Reproduce each of the following rows word for word, without changing anything.

#### RECORDED INFORMATION
START

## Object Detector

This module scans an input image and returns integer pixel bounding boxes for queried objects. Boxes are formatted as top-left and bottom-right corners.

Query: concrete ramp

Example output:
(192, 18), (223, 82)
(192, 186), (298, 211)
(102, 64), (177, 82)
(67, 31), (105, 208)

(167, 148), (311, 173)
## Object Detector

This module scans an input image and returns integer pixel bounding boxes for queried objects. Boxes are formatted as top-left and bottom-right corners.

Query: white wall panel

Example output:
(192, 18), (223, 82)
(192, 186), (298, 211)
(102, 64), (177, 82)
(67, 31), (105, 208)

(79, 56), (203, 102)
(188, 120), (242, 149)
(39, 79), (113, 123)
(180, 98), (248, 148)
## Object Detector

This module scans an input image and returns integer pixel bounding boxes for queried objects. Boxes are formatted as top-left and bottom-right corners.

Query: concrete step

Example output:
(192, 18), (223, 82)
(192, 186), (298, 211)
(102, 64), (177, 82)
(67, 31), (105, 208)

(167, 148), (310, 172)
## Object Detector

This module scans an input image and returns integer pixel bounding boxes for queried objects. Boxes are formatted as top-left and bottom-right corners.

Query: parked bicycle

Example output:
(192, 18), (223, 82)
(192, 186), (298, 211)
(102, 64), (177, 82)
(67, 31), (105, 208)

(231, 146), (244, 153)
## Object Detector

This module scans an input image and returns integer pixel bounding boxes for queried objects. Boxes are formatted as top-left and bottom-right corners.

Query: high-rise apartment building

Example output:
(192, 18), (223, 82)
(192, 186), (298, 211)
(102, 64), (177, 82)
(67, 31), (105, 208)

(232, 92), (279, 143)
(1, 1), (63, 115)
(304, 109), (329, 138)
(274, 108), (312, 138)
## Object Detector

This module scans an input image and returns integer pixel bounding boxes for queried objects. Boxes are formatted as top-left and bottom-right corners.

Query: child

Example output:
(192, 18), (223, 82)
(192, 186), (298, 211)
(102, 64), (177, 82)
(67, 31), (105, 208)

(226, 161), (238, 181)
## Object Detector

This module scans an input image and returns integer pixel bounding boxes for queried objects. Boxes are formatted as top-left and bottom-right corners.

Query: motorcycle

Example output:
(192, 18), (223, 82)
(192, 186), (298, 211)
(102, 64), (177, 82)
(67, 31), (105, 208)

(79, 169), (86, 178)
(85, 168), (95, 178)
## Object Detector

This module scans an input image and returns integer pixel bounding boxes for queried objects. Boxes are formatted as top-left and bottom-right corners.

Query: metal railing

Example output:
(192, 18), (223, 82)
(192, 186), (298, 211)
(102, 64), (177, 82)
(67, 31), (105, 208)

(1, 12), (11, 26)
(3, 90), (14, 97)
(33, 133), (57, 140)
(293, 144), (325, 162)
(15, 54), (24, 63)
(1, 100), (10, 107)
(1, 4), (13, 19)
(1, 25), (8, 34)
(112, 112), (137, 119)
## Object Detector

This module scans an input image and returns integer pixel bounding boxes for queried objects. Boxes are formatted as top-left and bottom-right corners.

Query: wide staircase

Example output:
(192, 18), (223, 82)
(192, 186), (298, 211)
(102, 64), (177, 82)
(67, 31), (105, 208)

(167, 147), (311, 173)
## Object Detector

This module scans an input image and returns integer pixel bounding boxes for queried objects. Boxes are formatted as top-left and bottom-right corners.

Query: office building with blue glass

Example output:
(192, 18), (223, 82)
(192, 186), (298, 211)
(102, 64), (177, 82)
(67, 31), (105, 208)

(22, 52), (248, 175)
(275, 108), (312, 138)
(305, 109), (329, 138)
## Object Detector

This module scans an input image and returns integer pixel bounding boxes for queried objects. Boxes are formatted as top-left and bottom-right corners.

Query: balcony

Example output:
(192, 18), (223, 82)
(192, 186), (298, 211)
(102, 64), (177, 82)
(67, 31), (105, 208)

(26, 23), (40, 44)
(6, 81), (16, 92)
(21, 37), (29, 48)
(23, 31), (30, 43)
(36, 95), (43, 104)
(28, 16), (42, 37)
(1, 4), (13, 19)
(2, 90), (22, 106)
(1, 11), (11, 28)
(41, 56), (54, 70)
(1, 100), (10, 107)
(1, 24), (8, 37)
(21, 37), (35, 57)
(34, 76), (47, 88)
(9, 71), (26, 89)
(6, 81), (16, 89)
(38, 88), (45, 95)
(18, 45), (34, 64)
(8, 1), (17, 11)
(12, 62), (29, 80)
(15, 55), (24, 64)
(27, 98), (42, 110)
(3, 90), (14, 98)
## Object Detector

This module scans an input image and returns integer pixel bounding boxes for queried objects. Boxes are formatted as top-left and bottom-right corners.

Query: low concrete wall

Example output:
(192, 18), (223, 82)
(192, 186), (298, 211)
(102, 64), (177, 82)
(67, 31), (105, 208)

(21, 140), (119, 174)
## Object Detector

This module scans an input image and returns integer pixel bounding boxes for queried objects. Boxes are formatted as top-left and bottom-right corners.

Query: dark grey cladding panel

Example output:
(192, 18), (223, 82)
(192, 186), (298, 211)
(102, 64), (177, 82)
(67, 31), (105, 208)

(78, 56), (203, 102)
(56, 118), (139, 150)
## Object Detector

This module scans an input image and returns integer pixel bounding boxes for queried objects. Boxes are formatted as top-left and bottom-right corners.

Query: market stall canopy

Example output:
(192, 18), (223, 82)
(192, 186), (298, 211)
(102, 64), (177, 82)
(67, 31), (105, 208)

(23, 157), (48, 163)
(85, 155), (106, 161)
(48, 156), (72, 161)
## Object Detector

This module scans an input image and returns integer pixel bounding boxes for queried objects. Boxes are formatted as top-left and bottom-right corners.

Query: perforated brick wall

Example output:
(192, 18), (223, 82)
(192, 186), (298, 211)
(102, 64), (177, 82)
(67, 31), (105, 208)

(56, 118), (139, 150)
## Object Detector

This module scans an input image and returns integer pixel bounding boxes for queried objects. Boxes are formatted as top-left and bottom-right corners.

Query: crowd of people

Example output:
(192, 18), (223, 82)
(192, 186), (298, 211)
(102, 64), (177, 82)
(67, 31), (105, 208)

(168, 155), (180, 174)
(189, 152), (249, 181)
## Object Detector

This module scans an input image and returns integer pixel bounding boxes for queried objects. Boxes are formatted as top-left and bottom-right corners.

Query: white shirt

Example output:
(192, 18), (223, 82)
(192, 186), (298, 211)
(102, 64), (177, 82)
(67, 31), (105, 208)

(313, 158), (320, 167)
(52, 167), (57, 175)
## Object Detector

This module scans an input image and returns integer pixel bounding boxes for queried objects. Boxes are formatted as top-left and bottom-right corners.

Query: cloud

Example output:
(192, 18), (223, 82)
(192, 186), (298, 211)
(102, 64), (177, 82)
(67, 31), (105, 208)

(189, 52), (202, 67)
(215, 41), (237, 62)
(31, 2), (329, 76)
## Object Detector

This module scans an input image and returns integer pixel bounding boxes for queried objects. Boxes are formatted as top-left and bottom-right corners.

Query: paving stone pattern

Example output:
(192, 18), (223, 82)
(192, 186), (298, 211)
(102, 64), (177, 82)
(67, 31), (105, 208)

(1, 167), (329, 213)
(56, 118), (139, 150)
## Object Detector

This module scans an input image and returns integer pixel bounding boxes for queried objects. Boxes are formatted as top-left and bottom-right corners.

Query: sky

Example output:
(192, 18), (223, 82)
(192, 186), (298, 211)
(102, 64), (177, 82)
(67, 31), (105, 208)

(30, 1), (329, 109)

END

#### WRITTEN SOLUTION
## Object Detector

This module scans an input image and returns integer pixel bounding boxes for queried objects. Boxes are formatted as top-left and bottom-right corners.

Query: concrete ramp

Example output:
(192, 18), (223, 82)
(192, 186), (298, 211)
(102, 64), (177, 82)
(67, 31), (105, 208)

(167, 148), (311, 173)
## Object Detector

This module scans an input image and returns integer pixel bounding boxes for queried objects. Boxes are formatted as top-left and bottom-right corners.

Query: white wall panel

Example output:
(192, 18), (223, 82)
(192, 186), (298, 211)
(102, 64), (177, 82)
(67, 31), (105, 208)

(79, 56), (203, 102)
(188, 120), (242, 149)
(39, 79), (113, 123)
(180, 98), (248, 148)
## Object Detector

This module scans an input image and returns integer pixel bounding boxes for queried objects. Boxes are formatted as top-left and bottom-right corners.

Query: concrete step

Example output:
(192, 18), (223, 82)
(192, 186), (298, 211)
(102, 64), (177, 82)
(67, 31), (105, 208)

(167, 148), (310, 172)
## Object Detector

This module scans an input image and returns integer pixel bounding boxes for queried objects. Boxes are formatted as top-left and bottom-right corners.

Query: parked bicycle

Example output:
(192, 18), (223, 82)
(192, 186), (298, 211)
(102, 64), (177, 82)
(67, 31), (105, 208)

(231, 146), (244, 153)
## Object Detector

This module scans an input image and returns integer pixel bounding boxes for queried objects. Boxes are formatted as top-left and bottom-right corners.

Query: high-rise apartment building

Example output:
(192, 18), (223, 82)
(192, 186), (298, 211)
(102, 64), (177, 82)
(67, 31), (105, 208)

(232, 92), (279, 143)
(1, 1), (63, 115)
(304, 109), (329, 138)
(274, 108), (312, 138)
## Object Detector

This module scans an input image and returns integer pixel bounding boxes for queried objects. Boxes are formatted as top-left and bottom-right corners.

Query: child

Example output:
(192, 18), (223, 82)
(192, 186), (298, 211)
(102, 64), (177, 82)
(67, 31), (105, 208)

(226, 161), (238, 181)
## Object Detector

This module scans an input image and returns integer pixel bounding boxes for queried objects. Boxes are formatted as top-left and bottom-right corners.

Query: motorcycle

Example output:
(192, 18), (223, 82)
(192, 186), (298, 211)
(102, 64), (177, 82)
(67, 31), (105, 208)

(79, 169), (86, 178)
(85, 168), (95, 178)
## Object Detector

This module scans an input image and returns integer pixel bounding boxes for queried objects. Boxes are formatted as top-left and bottom-right corners.

Query: metal railing

Example output:
(192, 18), (223, 82)
(192, 186), (298, 211)
(102, 64), (177, 82)
(67, 31), (105, 208)

(1, 12), (11, 26)
(3, 90), (14, 97)
(33, 133), (57, 140)
(293, 144), (325, 162)
(15, 54), (24, 63)
(1, 100), (10, 107)
(1, 4), (13, 19)
(1, 25), (8, 34)
(112, 112), (137, 119)
## Object Detector

This module scans an input image and returns integer pixel bounding boxes for queried objects. Boxes are formatted as top-left and bottom-right corners.

Query: wide staircase

Example output:
(192, 18), (223, 82)
(192, 186), (298, 211)
(102, 64), (177, 82)
(67, 31), (105, 208)

(167, 147), (311, 173)
## Object Detector

This module scans an input image and returns integer pixel bounding boxes for queried objects. Boxes are formatted as top-left and bottom-right corners.

Query: office building with blue glass

Example output:
(192, 18), (223, 82)
(192, 186), (298, 211)
(102, 64), (177, 82)
(67, 31), (105, 208)

(22, 52), (248, 175)
(275, 108), (312, 138)
(305, 109), (329, 138)
## Object Detector

This module scans an input image and returns integer pixel bounding boxes for queried objects. Boxes are formatted as top-left and bottom-right corners.

Query: balcony

Example output:
(192, 18), (223, 82)
(192, 186), (298, 211)
(102, 64), (177, 82)
(67, 31), (105, 208)

(26, 23), (40, 44)
(6, 81), (16, 92)
(21, 37), (29, 48)
(23, 31), (30, 43)
(36, 95), (43, 104)
(28, 16), (42, 37)
(1, 4), (13, 19)
(2, 90), (22, 106)
(1, 11), (11, 28)
(41, 56), (54, 70)
(1, 100), (10, 107)
(1, 24), (8, 37)
(21, 37), (35, 57)
(34, 76), (47, 88)
(9, 71), (26, 89)
(6, 81), (16, 89)
(38, 88), (45, 95)
(18, 45), (34, 64)
(8, 1), (17, 11)
(12, 62), (29, 80)
(15, 55), (24, 64)
(27, 98), (42, 110)
(3, 90), (14, 98)
## Object Detector

This module scans an input image and returns integer pixel bounding boxes for queried objects. Boxes are formatted as top-left and bottom-right corners.

Query: low concrete wall

Example output:
(192, 18), (223, 82)
(192, 186), (298, 211)
(102, 64), (177, 82)
(67, 31), (105, 208)

(21, 140), (119, 174)
## Object Detector

This module scans an input image and returns integer pixel bounding boxes for queried objects. Boxes are formatted as top-left and bottom-right corners.

Query: dark grey cladding panel

Example output:
(192, 18), (223, 82)
(192, 186), (298, 211)
(102, 64), (177, 82)
(67, 31), (105, 208)

(78, 56), (203, 102)
(56, 118), (139, 150)
## Object Detector

This module scans an input image and returns integer pixel bounding boxes for queried objects. Boxes are formatted as top-left and bottom-right corners.

Query: market stall canopy

Example output:
(192, 18), (223, 82)
(192, 186), (298, 211)
(102, 64), (177, 82)
(67, 31), (105, 208)

(23, 157), (48, 163)
(85, 155), (106, 161)
(48, 156), (72, 161)
## Object Detector

This module scans an input image and returns integer pixel bounding boxes for queried objects. Boxes are formatted as top-left and bottom-right corners.

Query: perforated brick wall

Example output:
(192, 18), (223, 82)
(192, 186), (298, 211)
(102, 64), (177, 82)
(67, 31), (105, 208)

(56, 118), (139, 150)
## Object Detector

This module scans an input image and returns integer pixel bounding boxes for queried objects. Boxes are formatted as top-left and bottom-right corners.

Query: crowd of people

Example output:
(192, 18), (223, 82)
(192, 186), (298, 211)
(102, 64), (177, 82)
(67, 31), (105, 208)

(168, 155), (180, 174)
(189, 152), (249, 181)
## Object Detector

This module scans an input image and returns integer pixel bounding boxes for queried objects. Boxes are formatted as top-left and bottom-right corners.

Query: white shirt

Example output:
(192, 18), (223, 82)
(192, 186), (298, 211)
(102, 64), (177, 82)
(67, 31), (105, 208)

(313, 158), (320, 167)
(52, 167), (57, 175)
## Object Detector

This module scans an input image and returns integer pixel bounding boxes for queried objects. Boxes are formatted as top-left and bottom-right corners.

Query: cloud

Example output:
(192, 18), (223, 82)
(192, 186), (298, 211)
(102, 64), (177, 82)
(67, 31), (105, 208)

(189, 52), (202, 67)
(215, 41), (237, 62)
(31, 2), (329, 76)
## Object Detector

This module scans an input image and returns integer pixel bounding boxes for queried objects. Boxes are formatted as top-left and bottom-right corners.

Query: paving stone pattern

Example output:
(192, 18), (223, 82)
(192, 186), (298, 211)
(102, 64), (177, 82)
(67, 31), (105, 208)

(1, 167), (329, 213)
(56, 118), (139, 150)
## Object Detector

This module scans an input image and returns integer pixel bounding boxes for queried objects. Boxes are formatted as top-left and bottom-right corners.

Query: sky

Example output:
(192, 18), (223, 82)
(192, 186), (298, 211)
(102, 64), (177, 82)
(67, 31), (105, 208)

(30, 1), (329, 109)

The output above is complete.